[Записи из коллекции]
· · · ·
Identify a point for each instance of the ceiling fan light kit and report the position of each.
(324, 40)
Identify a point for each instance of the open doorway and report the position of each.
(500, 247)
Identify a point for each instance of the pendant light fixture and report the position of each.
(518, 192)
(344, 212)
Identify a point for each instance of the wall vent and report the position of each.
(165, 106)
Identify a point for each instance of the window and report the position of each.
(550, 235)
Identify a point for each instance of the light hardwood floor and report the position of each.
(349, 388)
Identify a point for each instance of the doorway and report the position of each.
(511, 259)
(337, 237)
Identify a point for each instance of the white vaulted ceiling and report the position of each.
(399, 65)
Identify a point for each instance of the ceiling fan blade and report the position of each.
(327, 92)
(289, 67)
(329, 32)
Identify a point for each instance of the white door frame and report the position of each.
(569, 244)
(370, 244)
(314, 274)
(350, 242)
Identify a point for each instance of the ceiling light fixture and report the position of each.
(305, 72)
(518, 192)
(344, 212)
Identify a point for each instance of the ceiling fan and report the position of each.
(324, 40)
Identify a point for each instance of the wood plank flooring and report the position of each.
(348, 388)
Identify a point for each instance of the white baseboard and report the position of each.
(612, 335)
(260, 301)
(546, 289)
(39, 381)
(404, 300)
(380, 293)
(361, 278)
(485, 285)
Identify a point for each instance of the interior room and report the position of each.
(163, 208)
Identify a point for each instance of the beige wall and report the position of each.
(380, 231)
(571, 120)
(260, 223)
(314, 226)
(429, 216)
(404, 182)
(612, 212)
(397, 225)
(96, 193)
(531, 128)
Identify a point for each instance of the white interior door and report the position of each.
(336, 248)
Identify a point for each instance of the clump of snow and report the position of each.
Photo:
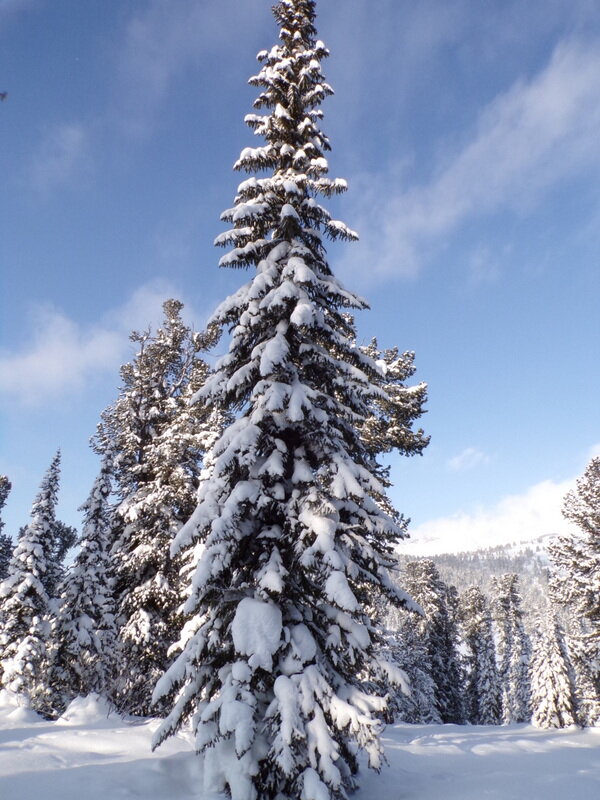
(256, 631)
(86, 711)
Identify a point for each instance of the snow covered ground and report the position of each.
(89, 755)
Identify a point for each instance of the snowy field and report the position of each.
(88, 755)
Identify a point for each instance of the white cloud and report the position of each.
(516, 518)
(594, 451)
(526, 141)
(63, 355)
(61, 159)
(468, 459)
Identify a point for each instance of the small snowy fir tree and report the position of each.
(576, 586)
(294, 543)
(553, 701)
(83, 637)
(24, 602)
(482, 688)
(513, 650)
(155, 439)
(6, 544)
(439, 630)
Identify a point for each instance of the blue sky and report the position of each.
(469, 133)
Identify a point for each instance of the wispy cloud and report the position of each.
(521, 517)
(467, 459)
(525, 142)
(63, 355)
(62, 158)
(8, 8)
(164, 41)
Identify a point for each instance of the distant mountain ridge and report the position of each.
(528, 559)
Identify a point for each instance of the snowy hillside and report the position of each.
(87, 753)
(529, 560)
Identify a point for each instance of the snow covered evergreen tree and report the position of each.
(439, 630)
(576, 586)
(296, 545)
(553, 701)
(482, 688)
(513, 650)
(156, 440)
(24, 601)
(407, 643)
(6, 544)
(83, 636)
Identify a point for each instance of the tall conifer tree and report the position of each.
(24, 601)
(296, 542)
(514, 650)
(155, 439)
(439, 631)
(553, 701)
(576, 586)
(6, 544)
(82, 639)
(482, 687)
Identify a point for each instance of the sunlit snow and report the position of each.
(89, 753)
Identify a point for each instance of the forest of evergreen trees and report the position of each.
(236, 569)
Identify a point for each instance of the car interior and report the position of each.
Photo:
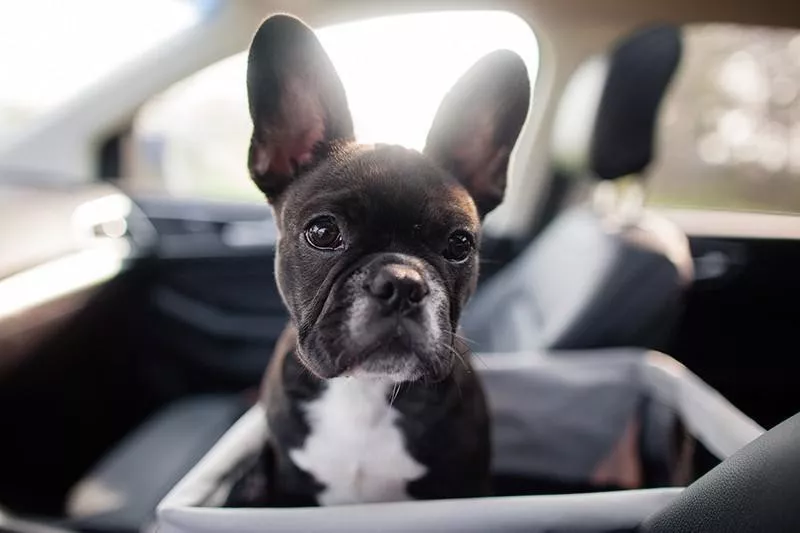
· · · ·
Преобразуйте все записи выше в JSON-список строк, по одному элементу на каждую строку, без пустых строк. Изображения в ответ не включайте.

** Ответ на задачу **
[
  "Identify a point for each instance of the ceiling fan light kit and report the position of each.",
  "(324, 40)",
  "Identify a point for each instance of the open doorway and report the position of each.",
  "(500, 247)",
  "Identify a point for each instance of the pendant light fixture and report the position of each.",
  "(518, 192)",
  "(344, 212)",
  "Identify a point for each instance of the wall vent and report the position of each.",
  "(165, 106)",
  "Identify a point for each instance of the window and report the position of each.",
  "(550, 235)",
  "Identify a point for each instance of the light hardwood floor and report the position of each.",
  "(349, 388)",
  "Identify a point for each instance of the doorway and report the position of each.",
  "(511, 259)",
  "(337, 237)",
  "Identify a point for each instance of the white vaulted ceiling and report the position of each.",
  "(399, 65)",
  "Identify a point for each instance of the ceiling fan blade and report the position of each.",
  "(327, 92)",
  "(289, 67)",
  "(329, 32)",
  "Identify a point for each instance of the white door frame and report the position of each.",
  "(569, 244)",
  "(370, 244)",
  "(314, 274)",
  "(350, 242)",
  "Identify a point for each instance of the ceiling light fixture and report the position of each.",
  "(305, 72)",
  "(518, 192)",
  "(344, 212)",
  "Identify a point for each instance of the ceiling fan and report the position of each.",
  "(324, 40)",
  "Identify a point for each instance of the wood plank flooring and report the position of each.",
  "(348, 388)",
  "Identify a point for each instance of the white baseboard and report the position of each.",
  "(612, 335)",
  "(260, 301)",
  "(546, 289)",
  "(39, 381)",
  "(404, 300)",
  "(380, 293)",
  "(361, 278)",
  "(485, 285)",
  "Identify a point for each instance of the interior room and report the position of each.",
  "(163, 208)",
  "Identify a point for each instance of the beige wall and report the position of each.",
  "(380, 231)",
  "(571, 120)",
  "(260, 223)",
  "(314, 226)",
  "(429, 216)",
  "(404, 182)",
  "(612, 212)",
  "(397, 225)",
  "(96, 193)",
  "(531, 128)",
  "Identify a point for each instance of the white interior door and report the position of each.",
  "(336, 248)",
  "Identify a point for each instance of the clump of snow and report the position of each.",
  "Photo:",
  "(256, 631)",
  "(86, 711)",
  "Identify a point for each instance of the snow covered ground and report the position of each.",
  "(89, 755)",
  "Identify a point for each instance of the snowy field and report the position of each.",
  "(88, 755)",
  "Identify a point for each instance of the white cloud and report the position of each.",
  "(516, 518)",
  "(594, 451)",
  "(526, 141)",
  "(63, 355)",
  "(61, 159)",
  "(468, 459)",
  "Identify a point for each instance of the small snowy fir tree and report the position of each.",
  "(576, 586)",
  "(294, 543)",
  "(553, 701)",
  "(83, 637)",
  "(24, 602)",
  "(482, 688)",
  "(513, 650)",
  "(155, 439)",
  "(6, 544)",
  "(439, 630)",
  "Identify a point for each instance of the blue sky and report the position of each.",
  "(469, 133)",
  "Identify a point for each instance of the wispy cloud and report the position of each.",
  "(521, 517)",
  "(467, 459)",
  "(525, 142)",
  "(63, 355)",
  "(62, 158)",
  "(8, 8)",
  "(164, 41)",
  "Identify a point for each instance of the distant mountain ridge and report the position of each.",
  "(528, 559)",
  "Identify a point for each instance of the snowy hillside and report the position of each.",
  "(87, 753)",
  "(529, 560)",
  "Identify a point for each instance of the snow covered evergreen tree and report the position of each.",
  "(439, 630)",
  "(576, 586)",
  "(296, 545)",
  "(553, 701)",
  "(482, 688)",
  "(513, 650)",
  "(156, 440)",
  "(24, 601)",
  "(407, 643)",
  "(6, 544)",
  "(83, 636)",
  "Identify a point for each instance of the tall conifer tree and report the position of each.",
  "(24, 601)",
  "(296, 542)",
  "(514, 650)",
  "(155, 439)",
  "(439, 631)",
  "(553, 701)",
  "(576, 586)",
  "(6, 544)",
  "(82, 639)",
  "(482, 687)",
  "Identify a point for each instance of the sunlit snow and report the position of each.",
  "(89, 753)",
  "Identify a point for each instance of the forest of evergreen trees and report the position of each.",
  "(236, 569)",
  "Identify a point for each instance of the car interior and report the position of each.",
  "Photo:"
]